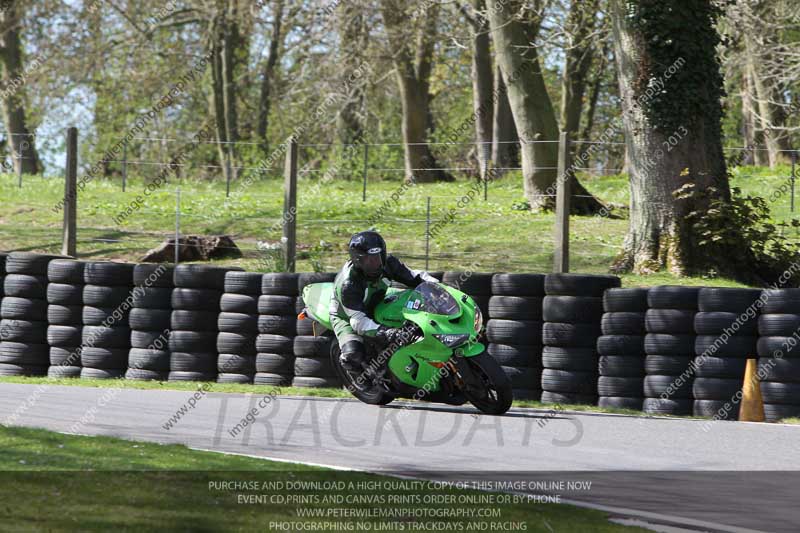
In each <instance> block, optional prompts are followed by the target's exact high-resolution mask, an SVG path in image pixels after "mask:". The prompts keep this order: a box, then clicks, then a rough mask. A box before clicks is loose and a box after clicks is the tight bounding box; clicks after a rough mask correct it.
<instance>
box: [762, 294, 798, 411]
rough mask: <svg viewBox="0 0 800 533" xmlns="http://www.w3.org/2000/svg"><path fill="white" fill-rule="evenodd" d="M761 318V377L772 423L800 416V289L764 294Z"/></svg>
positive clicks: (764, 399)
mask: <svg viewBox="0 0 800 533" xmlns="http://www.w3.org/2000/svg"><path fill="white" fill-rule="evenodd" d="M762 300H763V302H764V306H763V307H762V309H761V311H762V314H761V316H760V317H759V318H758V332H759V335H760V337H759V339H758V356H759V360H758V375H759V376H760V378H761V385H760V386H761V397H762V399H763V400H764V416H765V418H766V419H767V420H768V421H770V422H775V421H778V420H781V419H783V418H790V417H798V416H800V346H798V344H800V342H798V340H797V337H796V336H795V335H796V334H797V332H798V331H800V289H769V290H765V291H763V295H762Z"/></svg>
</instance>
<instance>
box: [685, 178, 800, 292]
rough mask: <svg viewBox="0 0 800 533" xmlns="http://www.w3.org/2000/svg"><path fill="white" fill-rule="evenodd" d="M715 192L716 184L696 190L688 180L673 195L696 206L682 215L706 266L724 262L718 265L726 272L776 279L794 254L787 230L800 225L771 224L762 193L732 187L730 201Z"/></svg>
mask: <svg viewBox="0 0 800 533" xmlns="http://www.w3.org/2000/svg"><path fill="white" fill-rule="evenodd" d="M718 193H719V191H717V190H716V189H714V188H708V189H706V190H705V191H699V190H697V189H696V187H695V186H694V184H692V183H689V184H686V185H684V186H683V187H681V188H680V189H678V190H677V191H675V193H674V194H675V197H676V198H677V199H678V200H684V201H688V202H690V203H691V205H694V206H697V208H696V209H695V210H693V211H691V212H689V214H688V215H687V217H686V218H687V220H688V222H689V223H690V224H691V227H692V231H693V234H694V235H695V242H694V244H695V246H696V247H697V250H698V251H699V252H700V253H701V254H702V255H703V256H704V257H706V258H709V264H713V263H717V264H719V263H720V261H724V263H723V264H719V266H718V268H719V269H720V271H721V272H722V273H724V274H729V275H737V274H738V275H742V274H743V273H746V272H757V273H758V275H759V277H761V278H763V280H767V281H774V280H775V279H777V278H778V277H779V276H780V275H781V273H783V272H784V271H786V270H787V268H788V266H789V265H790V264H791V262H792V260H793V259H794V258H795V257H796V255H797V247H796V244H795V243H794V242H793V241H792V240H790V239H789V237H788V236H787V235H786V234H787V230H788V229H789V228H798V227H800V220H797V219H795V218H791V219H789V220H788V221H785V222H775V221H774V219H773V218H772V214H771V213H770V208H769V205H768V203H767V201H766V200H765V199H764V198H763V197H761V196H749V195H747V196H745V195H742V191H741V189H739V188H738V187H733V188H732V189H731V199H730V201H728V200H725V199H723V198H722V197H721V196H720V195H719V194H718ZM700 206H702V207H700Z"/></svg>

# # #

◆ **PROBLEM DESCRIPTION**:
Return an exact transcription of the material, with its pictures left out.

◆ **EXERCISE RESPONSE**:
In each <instance> block, optional prompts are followed by the target's exact high-resolution mask, an SVG path in image pixels after "mask:". The prompts keep this order: a box, then clicks, then a rough mask. A box before clicks is loose and a box after clicks is the tight bounding box; clicks after a rough mask correct it.
<instance>
box: [762, 294, 798, 411]
rough mask: <svg viewBox="0 0 800 533" xmlns="http://www.w3.org/2000/svg"><path fill="white" fill-rule="evenodd" d="M761 318V377L772 423L800 416V289L764 294Z"/></svg>
positive clicks: (764, 399)
mask: <svg viewBox="0 0 800 533" xmlns="http://www.w3.org/2000/svg"><path fill="white" fill-rule="evenodd" d="M762 300H763V302H764V306H763V307H762V309H761V311H762V314H761V316H760V317H759V318H758V332H759V335H760V337H759V339H758V356H759V360H758V375H759V376H760V378H761V385H760V386H761V397H762V399H763V400H764V416H765V418H766V419H767V420H768V421H770V422H775V421H778V420H781V419H783V418H790V417H798V416H800V346H798V344H800V342H798V340H797V337H796V336H795V335H796V334H797V332H798V331H800V289H769V290H765V291H763V295H762Z"/></svg>
</instance>
<instance>
box: [685, 178, 800, 292]
rough mask: <svg viewBox="0 0 800 533" xmlns="http://www.w3.org/2000/svg"><path fill="white" fill-rule="evenodd" d="M715 192L716 184L696 190L688 180L673 195L696 206L682 215L706 266L724 262L718 265L726 272L776 279L794 254L787 230L800 225L771 224L762 193L732 187L730 201Z"/></svg>
mask: <svg viewBox="0 0 800 533" xmlns="http://www.w3.org/2000/svg"><path fill="white" fill-rule="evenodd" d="M718 193H719V191H717V190H716V189H714V188H708V189H706V190H705V191H699V190H697V189H696V187H695V186H694V184H692V183H689V184H686V185H684V186H683V187H681V188H680V189H678V190H677V191H675V193H674V194H675V197H676V198H677V199H678V200H684V201H688V202H690V203H691V205H694V206H697V208H696V209H695V210H693V211H691V212H689V214H688V215H687V217H686V218H687V220H688V222H689V223H690V224H691V227H692V231H693V234H694V235H695V242H694V244H695V246H696V247H697V250H698V251H699V252H700V253H701V254H702V255H703V256H704V257H706V258H709V264H713V263H717V264H719V263H720V261H724V263H723V264H719V266H718V268H719V269H720V271H721V272H722V273H724V274H729V275H737V274H738V275H742V274H743V273H746V272H757V273H758V275H759V277H761V278H763V280H767V281H774V280H775V279H777V278H778V277H779V276H780V275H781V273H783V272H784V271H786V270H787V268H788V266H789V265H790V264H791V262H792V260H793V259H794V258H795V257H796V255H797V247H796V244H795V243H794V242H793V241H792V240H790V239H789V237H788V236H787V235H786V234H787V230H788V229H789V228H798V227H800V220H797V219H795V218H791V219H789V220H788V221H785V222H775V221H774V219H773V218H772V214H771V213H770V208H769V205H768V203H767V201H766V200H765V199H764V198H763V197H761V196H749V195H747V196H745V195H742V191H741V189H739V188H738V187H733V188H732V189H731V199H730V201H728V200H725V199H723V198H722V197H721V196H720V195H719V194H718ZM700 206H702V207H700Z"/></svg>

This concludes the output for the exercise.